Print word for word the lines of the listing below, starting with the line that contains "Note: point to every instance of the grassy" and going on through the line that contains "x=342, y=187", both included.

Dataset rows ▸
● ● ● ●

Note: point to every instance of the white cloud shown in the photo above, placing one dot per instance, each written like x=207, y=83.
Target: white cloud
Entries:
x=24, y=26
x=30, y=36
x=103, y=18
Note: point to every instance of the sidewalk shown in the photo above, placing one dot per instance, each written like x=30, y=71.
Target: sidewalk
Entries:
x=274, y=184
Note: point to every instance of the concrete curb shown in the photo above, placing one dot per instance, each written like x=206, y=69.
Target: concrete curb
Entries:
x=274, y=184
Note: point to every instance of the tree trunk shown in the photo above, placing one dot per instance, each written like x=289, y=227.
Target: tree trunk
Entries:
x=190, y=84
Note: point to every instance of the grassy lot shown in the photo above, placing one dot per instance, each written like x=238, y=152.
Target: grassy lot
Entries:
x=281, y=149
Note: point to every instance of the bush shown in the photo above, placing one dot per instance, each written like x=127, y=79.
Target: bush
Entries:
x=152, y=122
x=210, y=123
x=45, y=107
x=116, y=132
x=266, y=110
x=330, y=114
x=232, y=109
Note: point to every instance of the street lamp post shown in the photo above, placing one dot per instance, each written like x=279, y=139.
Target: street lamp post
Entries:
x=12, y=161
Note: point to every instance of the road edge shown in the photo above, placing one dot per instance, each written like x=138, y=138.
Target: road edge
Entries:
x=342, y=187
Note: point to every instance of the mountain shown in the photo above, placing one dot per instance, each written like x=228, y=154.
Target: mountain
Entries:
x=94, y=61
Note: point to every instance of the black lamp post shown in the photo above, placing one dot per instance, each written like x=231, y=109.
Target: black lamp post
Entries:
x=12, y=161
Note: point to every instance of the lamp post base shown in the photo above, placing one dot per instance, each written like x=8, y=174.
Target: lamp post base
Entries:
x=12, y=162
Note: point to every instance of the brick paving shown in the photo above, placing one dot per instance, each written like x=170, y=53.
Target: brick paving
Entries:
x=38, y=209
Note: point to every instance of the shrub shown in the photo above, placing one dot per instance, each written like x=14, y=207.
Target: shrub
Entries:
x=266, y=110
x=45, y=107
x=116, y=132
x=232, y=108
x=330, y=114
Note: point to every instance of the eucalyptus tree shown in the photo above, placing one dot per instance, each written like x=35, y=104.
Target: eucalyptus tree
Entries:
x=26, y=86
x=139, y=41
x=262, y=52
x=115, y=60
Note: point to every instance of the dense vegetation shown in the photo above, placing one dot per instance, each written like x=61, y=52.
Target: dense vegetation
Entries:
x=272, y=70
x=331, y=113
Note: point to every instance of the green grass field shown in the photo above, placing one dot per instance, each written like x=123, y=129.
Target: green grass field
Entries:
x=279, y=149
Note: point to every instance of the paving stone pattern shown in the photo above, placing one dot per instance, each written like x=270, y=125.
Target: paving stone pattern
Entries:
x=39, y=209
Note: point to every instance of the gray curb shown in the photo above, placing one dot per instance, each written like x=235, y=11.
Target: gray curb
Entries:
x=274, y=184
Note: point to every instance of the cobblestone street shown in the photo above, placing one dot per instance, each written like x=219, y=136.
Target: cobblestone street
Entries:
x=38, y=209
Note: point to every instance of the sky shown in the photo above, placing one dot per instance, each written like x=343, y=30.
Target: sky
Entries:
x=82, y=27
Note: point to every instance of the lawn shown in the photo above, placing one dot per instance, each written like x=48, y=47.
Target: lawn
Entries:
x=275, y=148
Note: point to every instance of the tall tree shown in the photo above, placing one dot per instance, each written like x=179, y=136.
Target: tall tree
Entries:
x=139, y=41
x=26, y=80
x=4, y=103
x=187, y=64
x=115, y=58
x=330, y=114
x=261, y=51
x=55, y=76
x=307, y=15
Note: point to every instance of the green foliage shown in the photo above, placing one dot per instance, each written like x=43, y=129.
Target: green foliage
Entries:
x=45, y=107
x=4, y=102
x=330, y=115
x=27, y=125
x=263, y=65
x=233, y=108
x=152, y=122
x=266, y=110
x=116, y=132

● ● ● ●

Response to the task ▸
Note: point to every instance of the grassy lot shown in the photo above, placing one dot per instance, each written like x=238, y=152.
Target: grassy lot
Entries:
x=281, y=149
Note: point to every instance of the bush shown in the photo above, placing one dot per instance, each written like x=127, y=79.
Target: bush
Entries:
x=152, y=122
x=210, y=123
x=45, y=107
x=116, y=132
x=266, y=110
x=330, y=114
x=232, y=109
Note: point to every instance of the street lamp post shown in the photo above, placing one dot per instance, each written like x=279, y=139.
Target: street lamp post
Entries:
x=12, y=161
Note: point to every instance of the road edge shown in the photo above, placing one dot per instance, each written like x=138, y=138.
Target: road edge
Entries:
x=342, y=187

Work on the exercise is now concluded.